## Requirement
The reply should hold every line of the data, unchanged and complete.

╭─ Supplied data

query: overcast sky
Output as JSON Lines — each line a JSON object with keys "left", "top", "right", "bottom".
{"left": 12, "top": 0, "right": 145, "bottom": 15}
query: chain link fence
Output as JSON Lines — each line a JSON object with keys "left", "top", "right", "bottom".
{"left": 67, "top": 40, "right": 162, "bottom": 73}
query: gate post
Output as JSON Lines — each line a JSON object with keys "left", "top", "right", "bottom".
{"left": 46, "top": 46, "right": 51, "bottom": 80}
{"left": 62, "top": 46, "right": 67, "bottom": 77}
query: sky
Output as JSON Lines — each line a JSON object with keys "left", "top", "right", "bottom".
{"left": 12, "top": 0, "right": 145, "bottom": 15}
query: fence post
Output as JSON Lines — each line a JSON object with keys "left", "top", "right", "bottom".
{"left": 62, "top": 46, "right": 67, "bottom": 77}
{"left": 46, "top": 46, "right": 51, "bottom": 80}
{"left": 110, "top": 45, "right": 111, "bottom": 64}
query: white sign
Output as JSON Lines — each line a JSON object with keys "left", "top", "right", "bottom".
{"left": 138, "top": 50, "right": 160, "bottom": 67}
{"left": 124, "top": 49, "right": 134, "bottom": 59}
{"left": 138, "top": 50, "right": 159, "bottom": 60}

╰─

## Reply
query: overcast sky
Output as JSON Lines — each line a JSON object with keys "left", "top", "right", "bottom".
{"left": 12, "top": 0, "right": 145, "bottom": 15}
query: chain link fence
Output as JSON Lines — each line a JSON object with keys "left", "top", "right", "bottom".
{"left": 67, "top": 40, "right": 162, "bottom": 73}
query: gate post
Output as JSON Lines — each line a JSON object with keys "left", "top", "right", "bottom".
{"left": 46, "top": 46, "right": 51, "bottom": 80}
{"left": 62, "top": 46, "right": 67, "bottom": 77}
query: sky
Output as JSON Lines — each line a JSON object with keys "left", "top", "right", "bottom".
{"left": 12, "top": 0, "right": 145, "bottom": 15}
query: fence post
Output as JSON Lines — each line a JSON object with keys "left", "top", "right", "bottom".
{"left": 62, "top": 46, "right": 67, "bottom": 77}
{"left": 46, "top": 46, "right": 51, "bottom": 80}
{"left": 110, "top": 45, "right": 111, "bottom": 64}
query: white sign
Output as JSON Lines — each line a JSON object with keys "left", "top", "right", "bottom".
{"left": 138, "top": 50, "right": 160, "bottom": 67}
{"left": 124, "top": 49, "right": 134, "bottom": 59}
{"left": 138, "top": 50, "right": 159, "bottom": 60}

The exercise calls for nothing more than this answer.